Un discours très clair sur la responsabilité et la culpabilité des "consommateurs" de prostitution
Intervention de Pascale
Boistard concernant la proposition de loi visant à renforcer la lutte contre le
système prostitutionnel et à accompagner les personnes prostituées – 2ème
lecture au Sénat – Discussion générale- le 14-10-15
Femmes.gouv.fr
| Publié le 14 octobre 2015
Seul le prononcé fait foi
Monsieur le
Président,
Monsieur le
Président de la Commission spéciale,
Madame la
Rapporteure,
Madame la
Présidente de la Délégation aux droits des femmes,
Mesdames les
Sénatrices,
Messieurs
les Sénateurs,
1.
C’est
une lourde responsabilité que nous avons aujourd’hui.
Nous devons
en effet affirmer ensemble notre volonté de faire reculer la traite des êtres
humains et les violences qui accompagnent la prostitution.
Le texte que
nous examinons aujourd’hui est porteur de progrès importants. Pour les
personnes prostituées, pour notre société, pour les droits humains, et pour
l’égalité entre les femmes et les hommes.

:: Données fournies ::
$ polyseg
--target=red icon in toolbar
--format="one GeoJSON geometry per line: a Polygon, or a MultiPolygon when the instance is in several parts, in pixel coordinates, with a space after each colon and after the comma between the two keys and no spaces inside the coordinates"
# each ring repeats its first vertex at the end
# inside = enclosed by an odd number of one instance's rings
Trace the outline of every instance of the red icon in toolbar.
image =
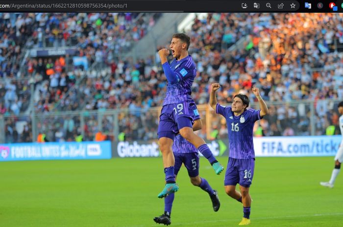
{"type": "Polygon", "coordinates": [[[335,5],[336,4],[335,4],[334,2],[330,2],[330,4],[329,4],[329,7],[330,9],[332,9],[335,5]]]}

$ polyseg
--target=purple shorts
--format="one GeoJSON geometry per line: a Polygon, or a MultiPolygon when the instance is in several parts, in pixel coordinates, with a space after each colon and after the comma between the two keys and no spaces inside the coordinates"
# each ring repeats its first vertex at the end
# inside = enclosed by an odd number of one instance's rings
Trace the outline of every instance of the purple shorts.
{"type": "Polygon", "coordinates": [[[250,187],[254,176],[254,159],[236,159],[230,158],[225,174],[224,185],[239,184],[245,187],[250,187]]]}
{"type": "Polygon", "coordinates": [[[158,139],[167,137],[173,140],[180,129],[184,127],[191,128],[194,120],[199,118],[199,113],[194,103],[164,105],[161,110],[158,123],[158,139]]]}
{"type": "Polygon", "coordinates": [[[199,175],[199,155],[197,153],[174,153],[174,174],[175,175],[179,172],[182,163],[187,169],[188,176],[194,177],[199,175]]]}

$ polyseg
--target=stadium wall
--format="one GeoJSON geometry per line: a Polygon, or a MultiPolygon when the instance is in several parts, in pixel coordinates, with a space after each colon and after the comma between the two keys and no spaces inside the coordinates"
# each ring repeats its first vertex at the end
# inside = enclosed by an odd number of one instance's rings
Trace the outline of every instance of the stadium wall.
{"type": "Polygon", "coordinates": [[[0,144],[0,162],[109,159],[111,142],[49,142],[0,144]]]}
{"type": "MultiPolygon", "coordinates": [[[[342,137],[336,136],[254,137],[256,157],[334,156],[342,137]]],[[[228,156],[227,140],[206,141],[215,156],[228,156]]],[[[0,144],[0,161],[108,159],[112,157],[160,157],[157,141],[111,143],[65,142],[0,144]]],[[[202,156],[200,154],[200,156],[202,156]]]]}
{"type": "MultiPolygon", "coordinates": [[[[254,137],[256,157],[305,157],[334,156],[341,136],[254,137]]],[[[215,156],[228,156],[228,141],[206,141],[215,156]]],[[[114,143],[113,157],[160,157],[157,141],[121,142],[114,143]]],[[[200,154],[201,155],[201,154],[200,154]]]]}

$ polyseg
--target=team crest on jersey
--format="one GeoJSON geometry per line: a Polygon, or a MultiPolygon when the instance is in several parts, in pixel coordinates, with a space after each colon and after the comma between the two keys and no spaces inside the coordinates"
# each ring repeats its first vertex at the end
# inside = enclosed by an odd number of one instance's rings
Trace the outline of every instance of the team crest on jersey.
{"type": "Polygon", "coordinates": [[[184,77],[187,74],[187,70],[183,68],[180,71],[180,73],[181,73],[181,75],[182,75],[183,77],[184,77]]]}

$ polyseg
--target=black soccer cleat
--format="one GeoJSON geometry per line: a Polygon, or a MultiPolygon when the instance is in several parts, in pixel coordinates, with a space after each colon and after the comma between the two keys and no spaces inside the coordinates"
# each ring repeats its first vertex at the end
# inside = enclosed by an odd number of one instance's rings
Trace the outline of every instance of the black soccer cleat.
{"type": "Polygon", "coordinates": [[[212,201],[212,206],[213,206],[213,210],[217,212],[220,207],[220,202],[219,202],[219,197],[218,197],[218,192],[216,190],[213,190],[213,194],[210,196],[211,200],[212,201]]]}
{"type": "Polygon", "coordinates": [[[164,224],[165,226],[169,226],[172,224],[171,218],[164,214],[159,217],[155,217],[154,221],[158,224],[164,224]]]}

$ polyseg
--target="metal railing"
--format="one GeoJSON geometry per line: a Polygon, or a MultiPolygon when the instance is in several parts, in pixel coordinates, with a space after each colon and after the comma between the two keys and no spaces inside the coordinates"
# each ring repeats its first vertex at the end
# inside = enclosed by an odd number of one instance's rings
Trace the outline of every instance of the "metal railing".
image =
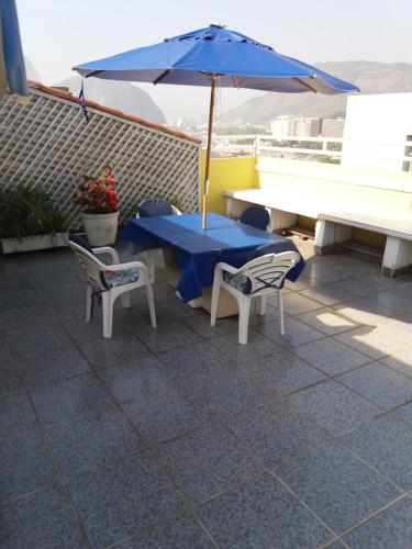
{"type": "MultiPolygon", "coordinates": [[[[372,147],[371,160],[397,160],[411,163],[411,142],[398,143],[366,143],[345,142],[350,146],[352,157],[367,158],[365,147],[372,147]],[[408,148],[409,147],[409,148],[408,148]],[[390,149],[390,150],[389,150],[390,149]],[[394,152],[394,149],[397,149],[394,152]]],[[[213,137],[213,150],[219,156],[272,156],[285,158],[330,158],[339,161],[344,139],[342,137],[275,137],[272,135],[215,135],[213,137]]]]}

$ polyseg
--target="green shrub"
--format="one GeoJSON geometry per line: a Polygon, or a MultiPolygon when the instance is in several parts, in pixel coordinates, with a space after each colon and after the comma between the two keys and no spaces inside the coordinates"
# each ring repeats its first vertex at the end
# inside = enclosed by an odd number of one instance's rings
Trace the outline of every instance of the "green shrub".
{"type": "Polygon", "coordinates": [[[0,190],[1,238],[62,233],[66,219],[41,189],[19,186],[0,190]]]}

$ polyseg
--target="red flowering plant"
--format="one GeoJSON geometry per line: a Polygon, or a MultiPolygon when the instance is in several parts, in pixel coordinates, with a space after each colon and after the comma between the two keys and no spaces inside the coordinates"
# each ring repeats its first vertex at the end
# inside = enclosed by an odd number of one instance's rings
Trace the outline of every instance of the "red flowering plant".
{"type": "Polygon", "coordinates": [[[113,170],[107,166],[98,177],[83,176],[74,200],[86,206],[85,212],[91,214],[113,213],[119,210],[119,197],[113,170]]]}

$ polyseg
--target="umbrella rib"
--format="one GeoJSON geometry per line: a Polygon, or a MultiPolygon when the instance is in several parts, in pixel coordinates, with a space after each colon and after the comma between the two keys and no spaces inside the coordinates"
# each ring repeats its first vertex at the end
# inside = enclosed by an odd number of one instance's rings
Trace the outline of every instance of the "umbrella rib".
{"type": "MultiPolygon", "coordinates": [[[[314,78],[314,77],[311,77],[311,78],[314,78]]],[[[316,88],[314,88],[313,86],[309,85],[308,82],[305,82],[301,78],[294,77],[293,80],[296,80],[297,82],[299,82],[302,86],[304,86],[305,88],[308,88],[309,91],[313,91],[314,93],[318,93],[316,88]]]]}
{"type": "MultiPolygon", "coordinates": [[[[76,69],[73,69],[73,70],[76,70],[76,69]]],[[[98,76],[100,75],[101,72],[105,72],[104,70],[93,70],[92,72],[90,72],[89,75],[86,75],[86,78],[90,78],[91,76],[98,76]]]]}
{"type": "Polygon", "coordinates": [[[153,81],[153,83],[156,86],[156,83],[159,83],[160,80],[163,80],[165,78],[165,76],[167,76],[168,74],[172,72],[175,69],[174,68],[170,68],[170,69],[166,69],[162,72],[162,75],[159,75],[156,80],[153,81]]]}

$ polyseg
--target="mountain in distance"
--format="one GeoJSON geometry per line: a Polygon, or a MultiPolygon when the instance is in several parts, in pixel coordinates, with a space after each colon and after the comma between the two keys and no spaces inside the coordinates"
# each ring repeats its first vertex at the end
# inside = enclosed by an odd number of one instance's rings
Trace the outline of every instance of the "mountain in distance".
{"type": "MultiPolygon", "coordinates": [[[[412,91],[412,65],[407,63],[327,61],[316,67],[355,83],[360,93],[397,93],[412,91]]],[[[279,115],[336,117],[344,116],[347,94],[276,93],[249,99],[226,111],[222,122],[267,124],[279,115]]]]}
{"type": "MultiPolygon", "coordinates": [[[[77,96],[81,87],[81,78],[73,76],[55,86],[65,87],[77,96]]],[[[134,114],[151,122],[166,124],[166,117],[151,96],[131,82],[119,80],[85,79],[85,97],[105,107],[134,114]]]]}

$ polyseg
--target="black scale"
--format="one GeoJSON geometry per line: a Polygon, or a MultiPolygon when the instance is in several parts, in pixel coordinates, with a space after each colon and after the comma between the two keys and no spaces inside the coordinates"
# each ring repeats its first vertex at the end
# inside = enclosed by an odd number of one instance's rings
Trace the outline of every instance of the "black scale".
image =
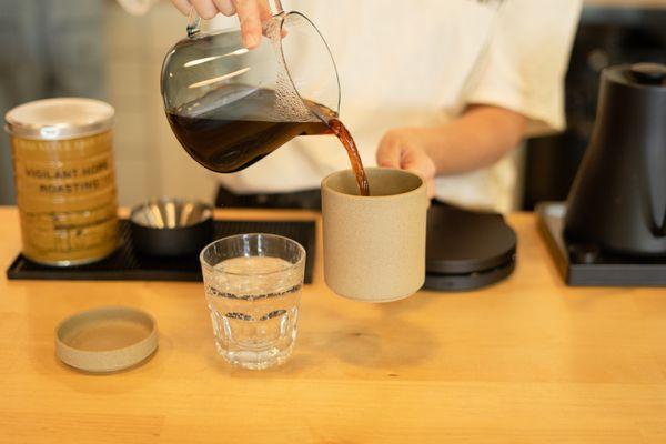
{"type": "Polygon", "coordinates": [[[666,285],[666,255],[625,255],[603,251],[591,242],[571,242],[563,235],[565,215],[563,202],[545,202],[536,208],[539,231],[567,285],[666,285]]]}
{"type": "Polygon", "coordinates": [[[501,214],[434,201],[427,214],[424,289],[464,291],[502,281],[514,271],[516,243],[501,214]]]}

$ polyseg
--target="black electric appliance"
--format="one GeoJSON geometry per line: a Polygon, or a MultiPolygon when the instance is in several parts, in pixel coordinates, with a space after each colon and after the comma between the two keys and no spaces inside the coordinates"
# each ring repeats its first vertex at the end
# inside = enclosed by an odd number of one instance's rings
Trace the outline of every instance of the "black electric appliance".
{"type": "Polygon", "coordinates": [[[666,65],[603,71],[589,147],[554,208],[537,213],[567,283],[666,285],[666,65]]]}
{"type": "Polygon", "coordinates": [[[424,289],[466,291],[502,281],[514,271],[516,242],[502,214],[433,201],[424,289]]]}

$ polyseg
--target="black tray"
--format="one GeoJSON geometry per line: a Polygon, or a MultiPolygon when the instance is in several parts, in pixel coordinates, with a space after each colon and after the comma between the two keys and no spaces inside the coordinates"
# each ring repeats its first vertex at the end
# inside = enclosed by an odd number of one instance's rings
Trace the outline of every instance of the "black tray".
{"type": "MultiPolygon", "coordinates": [[[[312,282],[315,248],[313,221],[215,221],[214,239],[242,233],[270,233],[293,239],[305,249],[305,283],[312,282]]],[[[199,256],[178,259],[150,258],[139,254],[132,245],[130,223],[120,221],[121,244],[109,258],[79,266],[48,266],[19,254],[7,269],[7,279],[74,280],[74,281],[201,281],[199,256]]]]}

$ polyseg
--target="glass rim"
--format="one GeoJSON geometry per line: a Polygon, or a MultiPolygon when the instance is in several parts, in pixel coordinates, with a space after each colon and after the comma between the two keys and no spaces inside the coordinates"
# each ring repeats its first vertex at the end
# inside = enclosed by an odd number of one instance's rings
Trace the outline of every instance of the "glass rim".
{"type": "MultiPolygon", "coordinates": [[[[290,16],[299,16],[302,19],[305,19],[305,21],[307,21],[307,23],[310,23],[310,26],[319,34],[322,43],[324,43],[324,48],[326,48],[326,52],[329,53],[329,58],[331,59],[331,62],[333,63],[333,72],[335,74],[335,84],[337,87],[337,103],[335,104],[336,109],[333,110],[333,112],[335,112],[335,114],[337,115],[337,114],[340,114],[340,102],[341,102],[342,91],[341,91],[341,87],[340,87],[340,74],[337,73],[337,64],[335,63],[335,59],[333,58],[333,52],[331,51],[331,48],[329,47],[329,43],[326,42],[326,39],[324,39],[324,36],[319,30],[319,28],[314,24],[314,22],[312,20],[310,20],[307,18],[307,16],[305,16],[305,14],[299,12],[299,11],[289,11],[289,12],[282,14],[281,21],[280,21],[280,32],[282,32],[282,28],[284,28],[284,21],[290,16]]],[[[286,58],[284,57],[284,47],[282,46],[282,39],[280,39],[280,57],[282,58],[282,64],[284,67],[284,71],[286,71],[286,77],[289,78],[289,81],[290,81],[292,88],[294,89],[294,92],[296,93],[296,95],[299,97],[299,99],[301,99],[301,101],[303,103],[305,103],[305,99],[303,99],[303,97],[301,95],[301,91],[299,91],[299,87],[296,85],[296,82],[293,79],[291,70],[289,69],[289,63],[286,63],[286,58]]],[[[309,108],[309,110],[310,110],[310,108],[309,108]]],[[[323,119],[319,114],[316,114],[312,110],[310,110],[310,112],[313,113],[317,119],[320,119],[320,120],[323,121],[323,119]]],[[[329,122],[324,121],[324,123],[327,124],[329,122]]]]}
{"type": "MultiPolygon", "coordinates": [[[[299,242],[294,241],[293,239],[280,235],[280,234],[271,234],[271,233],[243,233],[243,234],[232,234],[225,238],[220,238],[214,240],[213,242],[209,243],[208,245],[205,245],[203,249],[201,249],[201,253],[199,253],[199,262],[201,263],[201,266],[210,272],[222,272],[225,274],[231,274],[231,275],[235,275],[235,276],[265,276],[265,275],[270,275],[270,274],[275,274],[275,273],[284,273],[287,270],[292,270],[296,266],[300,266],[301,264],[304,264],[305,262],[305,258],[307,255],[307,252],[305,251],[305,248],[303,245],[301,245],[299,242]],[[230,241],[232,239],[239,239],[239,238],[246,238],[246,236],[253,236],[253,238],[268,238],[268,239],[280,239],[280,240],[284,240],[287,243],[294,244],[296,245],[299,252],[301,253],[299,260],[294,263],[289,264],[289,266],[284,266],[283,269],[280,270],[273,270],[273,271],[266,271],[266,272],[256,272],[256,273],[252,273],[252,272],[243,272],[243,273],[236,273],[236,272],[230,272],[230,271],[222,271],[222,270],[215,270],[215,265],[211,265],[204,258],[204,253],[214,244],[223,242],[223,241],[230,241]]],[[[276,256],[235,256],[235,258],[276,258],[276,256]]],[[[229,258],[229,259],[233,259],[233,258],[229,258]]]]}

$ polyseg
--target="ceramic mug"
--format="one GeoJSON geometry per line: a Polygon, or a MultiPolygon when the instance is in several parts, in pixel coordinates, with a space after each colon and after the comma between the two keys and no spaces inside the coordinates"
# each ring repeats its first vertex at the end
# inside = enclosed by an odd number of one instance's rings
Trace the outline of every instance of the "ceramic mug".
{"type": "Polygon", "coordinates": [[[425,280],[425,183],[407,171],[365,171],[370,196],[359,195],[352,170],[322,181],[324,278],[344,297],[396,301],[425,280]]]}

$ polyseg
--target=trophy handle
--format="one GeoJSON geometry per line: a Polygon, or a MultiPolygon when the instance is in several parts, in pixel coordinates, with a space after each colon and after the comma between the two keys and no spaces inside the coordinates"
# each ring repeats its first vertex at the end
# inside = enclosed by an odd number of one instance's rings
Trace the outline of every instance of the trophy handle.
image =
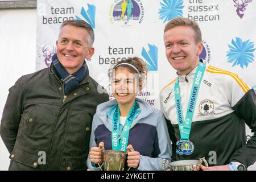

:: Liste des tâches ::
[A] Dans le discours sur le système prostitutionnel, remplacez « volonté » par « détermination », puis recopiez le passage depuis « Nous devons » jusqu'à « et les hommes. » inclus.
[B] D'après le discours sur le système prostitutionnel, à quelle date l'intervention a-t-elle été publiée ?
[C] Prolongez le discours sur le système prostitutionnel à partir de sa dernière phrase.

:: Réponses aux tâches ::
[A]
Nous devons
en effet affirmer ensemble notre détermination de faire reculer la traite des êtres
humains et les violences qui accompagnent la prostitution.
Le texte que
nous examinons aujourd’hui est porteur de progrès importants. Pour les
personnes prostituées, pour notre société, pour les droits humains, et pour
l’égalité entre les femmes et les hommes.

[B] Le 14 octobre 2015.

[C]
De nombreux
a priori pèsent sur ce sujet encore tabou et finalement peu connu. Mais peu
importe d’être spécialiste du sujet, il suffit de regarder les faits, sans
préjugés. Avec le sérieux et la gravité qu’ils réclament.
2.
Cette
proposition de loi que nous examinons ce soir trouve son origine dans le
travail mené de manière transpartisane par Danielle Bousquet, alors députée et
aujourd’hui présidente du Haut conseil à l’égalité entre les femmes et les
hommes, et de Guy Geoffroy, Président de la Commission spéciale de l’Assemblée
nationale.
Suite à
leurs travaux, en décembre 2011, les députés ont voté à l’unanimité une
résolution réaffirmant la position abolitionniste de notre pays. Cette décision
honore la France.
Cette
unanimité a été confirmée en juin dernier lors de la deuxième lecture de
ce texte à l’Assemblée nationale.
Je veux
prendre quelques instants pour saluer les pionniers et les pionnières, élus, associations, chercheurs,
médecins, magistrats qui ont levé le voile sur cette violence et ont lancé les
réflexions en France. Ces citoyennes et citoyens engagés ont fait un travail de
pédagogie crucial et palpable dans notre société. Pour que l’achat d’actes
sexuels ne reste pas impuni et donc légitimé. Pour que les victimes cessent
d’être stigmatisées et soient soutenues.
3.
La
première question que je me suis posée, lorsque je me suis emparée de ce sujet,
est de savoir quelle réalité se cache derrière ce mot
« prostitution » ?
La
prostitution, ce sont des actes sexuels répétés et non désirés, imposés par la
précarité et aujourd’hui majoritairement, par la menace des mafias qui
maintiennent sous emprise des femmes.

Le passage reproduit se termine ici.